4. 10 years of summer swim team do eventually pay off. As you can tell, this wasn't the easiest race for me, and I hadn't trained the way I should have. But thank goodness for all those summer mornings I had to wake up and swim for an hour and half before it had warmed up. Two weeks before Vineman I realized I hadn't been swimming much, so I better try to practice a little. I spent 3 days a week (for two weeks) swimming in the pool and in open water. After that I was able to swim 2.4 miles in 1 hour and 11 minutes! There is no way that I would have been able to slack off so much and still swim that fast if it hadn't been engrained in me as a kid. Lucky me! Now I just need to make sure I do all the biking and running training that I need to do before my next race.

I was really happy with this part of the race. Maybe I should just join a masters swim team.




5. Endurance events are NOT and individual sport. Yes, they say it's an individual sporting event. But there is no way I could have ever done this without the support of my friends and family and boyfriend. Even though I wasn't in the best shape, I was obviously in good enough shape to finish the race, and I owe that to Jasmine and George. Both of whom wouldn't let me give up on my hardest training rides this year. I would have cut all of my century rides short this year if it hadn't been for Jasmine slowing down to stay with me to make sure I didn't cheat and go home early. And George wouldn't let me sit and wait for him at the gas station during our 65 mile ride that had more than 5,500 feet of climbing. I wanted to give up all those times, but George and Jasmine wouldn't let me...because of them on race day when I wanted to give up, I knew that I could keep going. They were with me in spirit telling me to suck it up and finish.
Mile 10 of our first century of the season: Primavera. Look at my fake smile. I already wanted to give up, but they wouldn't let me! Thank you both so much!

MATERIAL SUPPLIED:
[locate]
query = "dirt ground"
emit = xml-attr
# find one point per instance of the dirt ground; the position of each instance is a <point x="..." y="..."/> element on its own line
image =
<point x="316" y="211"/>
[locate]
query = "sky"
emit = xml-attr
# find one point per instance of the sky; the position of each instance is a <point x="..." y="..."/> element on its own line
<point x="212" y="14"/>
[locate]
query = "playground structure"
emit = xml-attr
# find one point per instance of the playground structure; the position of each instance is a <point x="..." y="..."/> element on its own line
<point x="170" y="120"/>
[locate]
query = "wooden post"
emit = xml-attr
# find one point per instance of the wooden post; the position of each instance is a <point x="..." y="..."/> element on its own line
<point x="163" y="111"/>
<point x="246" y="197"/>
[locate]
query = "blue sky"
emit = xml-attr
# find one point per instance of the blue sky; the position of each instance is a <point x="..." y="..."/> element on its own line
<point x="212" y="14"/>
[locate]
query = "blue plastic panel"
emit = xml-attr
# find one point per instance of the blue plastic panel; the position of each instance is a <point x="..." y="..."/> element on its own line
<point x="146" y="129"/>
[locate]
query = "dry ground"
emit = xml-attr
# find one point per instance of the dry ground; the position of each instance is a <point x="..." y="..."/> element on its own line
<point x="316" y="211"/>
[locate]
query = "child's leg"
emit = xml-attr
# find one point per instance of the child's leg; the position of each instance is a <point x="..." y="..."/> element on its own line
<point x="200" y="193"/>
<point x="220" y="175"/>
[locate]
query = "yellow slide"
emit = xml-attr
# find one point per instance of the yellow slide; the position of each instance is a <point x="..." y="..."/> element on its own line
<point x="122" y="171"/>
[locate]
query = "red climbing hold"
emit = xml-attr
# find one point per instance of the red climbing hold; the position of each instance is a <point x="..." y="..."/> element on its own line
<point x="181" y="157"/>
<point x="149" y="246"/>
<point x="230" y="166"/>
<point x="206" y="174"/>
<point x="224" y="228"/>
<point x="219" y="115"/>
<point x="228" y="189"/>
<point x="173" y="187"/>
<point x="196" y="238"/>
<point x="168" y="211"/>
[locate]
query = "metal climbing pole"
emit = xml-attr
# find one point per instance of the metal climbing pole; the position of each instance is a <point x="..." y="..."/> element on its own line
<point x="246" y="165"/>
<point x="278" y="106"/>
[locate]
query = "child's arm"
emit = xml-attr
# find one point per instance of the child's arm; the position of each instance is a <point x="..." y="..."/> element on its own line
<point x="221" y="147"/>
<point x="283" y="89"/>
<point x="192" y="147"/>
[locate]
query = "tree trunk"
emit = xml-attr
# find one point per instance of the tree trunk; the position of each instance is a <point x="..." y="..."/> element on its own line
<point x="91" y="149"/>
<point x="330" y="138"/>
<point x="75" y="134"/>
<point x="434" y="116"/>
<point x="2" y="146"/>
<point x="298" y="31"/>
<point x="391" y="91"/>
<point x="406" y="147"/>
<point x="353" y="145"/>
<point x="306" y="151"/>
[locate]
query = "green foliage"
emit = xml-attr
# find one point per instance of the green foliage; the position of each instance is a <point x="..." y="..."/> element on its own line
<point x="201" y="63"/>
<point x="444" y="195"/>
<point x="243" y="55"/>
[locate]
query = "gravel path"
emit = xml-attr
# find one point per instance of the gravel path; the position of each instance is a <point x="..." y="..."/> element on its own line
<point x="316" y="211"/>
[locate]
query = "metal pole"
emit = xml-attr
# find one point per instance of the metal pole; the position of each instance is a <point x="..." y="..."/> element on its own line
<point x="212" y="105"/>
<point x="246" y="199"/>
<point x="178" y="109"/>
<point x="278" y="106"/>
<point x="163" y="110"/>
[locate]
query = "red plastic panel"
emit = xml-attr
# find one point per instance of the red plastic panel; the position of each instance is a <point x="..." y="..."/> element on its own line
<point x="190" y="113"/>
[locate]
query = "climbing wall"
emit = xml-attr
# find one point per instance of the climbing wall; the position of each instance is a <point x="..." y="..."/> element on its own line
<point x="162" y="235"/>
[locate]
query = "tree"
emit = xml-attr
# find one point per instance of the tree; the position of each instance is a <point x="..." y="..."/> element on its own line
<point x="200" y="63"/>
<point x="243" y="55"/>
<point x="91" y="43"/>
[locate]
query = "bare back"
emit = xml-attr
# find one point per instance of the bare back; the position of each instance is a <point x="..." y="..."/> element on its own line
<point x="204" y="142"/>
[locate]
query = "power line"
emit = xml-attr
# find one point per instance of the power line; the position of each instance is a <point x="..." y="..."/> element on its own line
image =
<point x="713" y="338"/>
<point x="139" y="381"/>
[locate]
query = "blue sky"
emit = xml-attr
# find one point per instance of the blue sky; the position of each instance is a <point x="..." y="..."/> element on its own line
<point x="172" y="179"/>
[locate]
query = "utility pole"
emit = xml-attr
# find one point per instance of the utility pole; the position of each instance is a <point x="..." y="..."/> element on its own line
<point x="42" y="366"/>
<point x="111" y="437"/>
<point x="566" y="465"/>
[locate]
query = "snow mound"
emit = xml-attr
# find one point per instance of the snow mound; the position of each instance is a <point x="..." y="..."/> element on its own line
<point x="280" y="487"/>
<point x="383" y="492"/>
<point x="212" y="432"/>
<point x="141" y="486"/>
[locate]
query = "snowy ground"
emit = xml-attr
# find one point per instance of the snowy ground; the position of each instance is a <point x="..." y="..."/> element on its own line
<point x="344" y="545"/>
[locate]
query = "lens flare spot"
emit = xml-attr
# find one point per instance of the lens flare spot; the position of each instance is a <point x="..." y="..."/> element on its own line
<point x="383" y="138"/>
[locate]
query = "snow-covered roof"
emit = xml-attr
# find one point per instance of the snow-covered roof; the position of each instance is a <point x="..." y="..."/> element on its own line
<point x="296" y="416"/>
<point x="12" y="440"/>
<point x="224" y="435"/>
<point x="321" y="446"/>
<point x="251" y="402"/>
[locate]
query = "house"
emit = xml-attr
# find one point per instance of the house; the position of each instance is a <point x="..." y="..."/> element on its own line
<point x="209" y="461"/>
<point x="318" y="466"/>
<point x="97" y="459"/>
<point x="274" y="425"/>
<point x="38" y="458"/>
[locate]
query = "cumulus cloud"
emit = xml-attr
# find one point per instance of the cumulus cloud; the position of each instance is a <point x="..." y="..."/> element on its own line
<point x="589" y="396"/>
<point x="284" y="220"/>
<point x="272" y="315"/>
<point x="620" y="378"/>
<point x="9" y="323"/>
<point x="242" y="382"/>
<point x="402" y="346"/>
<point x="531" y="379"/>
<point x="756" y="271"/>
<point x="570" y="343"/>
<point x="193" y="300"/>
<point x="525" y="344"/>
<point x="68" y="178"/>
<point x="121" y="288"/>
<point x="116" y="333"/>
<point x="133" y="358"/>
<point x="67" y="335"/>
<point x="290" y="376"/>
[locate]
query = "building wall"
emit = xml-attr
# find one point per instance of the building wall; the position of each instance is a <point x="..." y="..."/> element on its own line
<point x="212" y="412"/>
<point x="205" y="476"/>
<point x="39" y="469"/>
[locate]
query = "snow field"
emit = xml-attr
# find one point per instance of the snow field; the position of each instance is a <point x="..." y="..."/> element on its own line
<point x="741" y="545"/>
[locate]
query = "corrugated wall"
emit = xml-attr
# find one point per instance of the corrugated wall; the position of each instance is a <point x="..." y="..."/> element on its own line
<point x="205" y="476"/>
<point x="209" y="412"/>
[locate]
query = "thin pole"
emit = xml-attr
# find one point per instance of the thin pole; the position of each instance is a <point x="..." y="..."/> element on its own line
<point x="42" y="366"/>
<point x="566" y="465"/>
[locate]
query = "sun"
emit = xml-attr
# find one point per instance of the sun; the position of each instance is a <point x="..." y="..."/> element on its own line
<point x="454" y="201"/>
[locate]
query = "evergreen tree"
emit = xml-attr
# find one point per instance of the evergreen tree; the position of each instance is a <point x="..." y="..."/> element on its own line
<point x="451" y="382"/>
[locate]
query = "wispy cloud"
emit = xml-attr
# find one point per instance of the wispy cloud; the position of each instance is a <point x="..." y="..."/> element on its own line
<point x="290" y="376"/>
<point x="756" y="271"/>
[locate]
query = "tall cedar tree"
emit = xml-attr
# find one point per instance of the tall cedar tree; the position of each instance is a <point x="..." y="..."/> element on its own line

INSTRUCTIONS:
(1) In the race reflection, how long did the 2.4-mile swim take?
(2) Transcribe the race reflection word for word, between "4. 10 years" and "my next race.", inclusive.
Work only from the race reflection; the material has no role here.

SOLUTIONS TO THE EXERCISE:
(1) 1 hour and 11 minutes.

(2)
4. 10 years of summer swim team do eventually pay off. As you can tell, this wasn't the easiest race for me, and I hadn't trained the way I should have. But thank goodness for all those summer mornings I had to wake up and swim for an hour and half before it had warmed up. Two weeks before Vineman I realized I hadn't been swimming much, so I better try to practice a little. I spent 3 days a week (for two weeks) swimming in the pool and in open water. After that I was able to swim 2.4 miles in 1 hour and 11 minutes! There is no way that I would have been able to slack off so much and still swim that fast if it hadn't been engrained in me as a kid. Lucky me! Now I just need to make sure I do all the biking and running training that I need to do before my next race.